- _What this task involves_: Reproduce the following text on Population Genetics Technologies word for word, from its title to its last sentence.

Population Genetics Technologies: Genomics for all
The development of high-throughput technologies has led to a surge in genome-wide studies of common, complex diseases. However, the impact of a particular genomic region may be difficult to detect - either because the effect of that region is, in itself, modest or because, across the population as a whole, many different regions contribute to disease. Such studies therefore need to analyse large samples, making them technically and financially possible only at high-throughput specialist genotyping facilities.
Although recent studies have been enormously successful in implicating genomic regions in specific diseases, they are expensive and pick up only the most common risk-increasing alleles. It is likely that many common conditions will be influenced by a large number of alleles of smaller effect that, although rare, collectively in a population have a significant impact.
To pick up these rare alleles, very large numbers of well-characterised individuals would need to be studied - a major undertaking. Anything that made this kind of study easier to carry out could therefore make a big difference.
Population Genetics Technologies is a new company set up to commercialise a technological solution to this problem. It is developing a system that will drastically reduce the amount of work involved in sequencing large numbers of samples - its aim in initial product offerings is to increase productivity by at least an order of magnitude.

- _Information supplied_:
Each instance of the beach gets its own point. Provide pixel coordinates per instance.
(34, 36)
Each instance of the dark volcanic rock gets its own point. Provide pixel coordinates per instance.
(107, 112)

- _Solved exercise_:
Population Genetics Technologies: Genomics for all
The development of high-throughput technologies has led to a surge in genome-wide studies of common, complex diseases. However, the impact of a particular genomic region may be difficult to detect - either because the effect of that region is, in itself, modest or because, across the population as a whole, many different regions contribute to disease. Such studies therefore need to analyse large samples, making them technically and financially possible only at high-throughput specialist genotyping facilities.
Although recent studies have been enormously successful in implicating genomic regions in specific diseases, they are expensive and pick up only the most common risk-increasing alleles. It is likely that many common conditions will be influenced by a large number of alleles of smaller effect that, although rare, collectively in a population have a significant impact.
To pick up these rare alleles, very large numbers of well-characterised individuals would need to be studied - a major undertaking. Anything that made this kind of study easier to carry out could therefore make a big difference.
Population Genetics Technologies is a new company set up to commercialise a technological solution to this problem. It is developing a system that will drastically reduce the amount of work involved in sequencing large numbers of samples - its aim in initial product offerings is to increase productivity by at least an order of magnitude.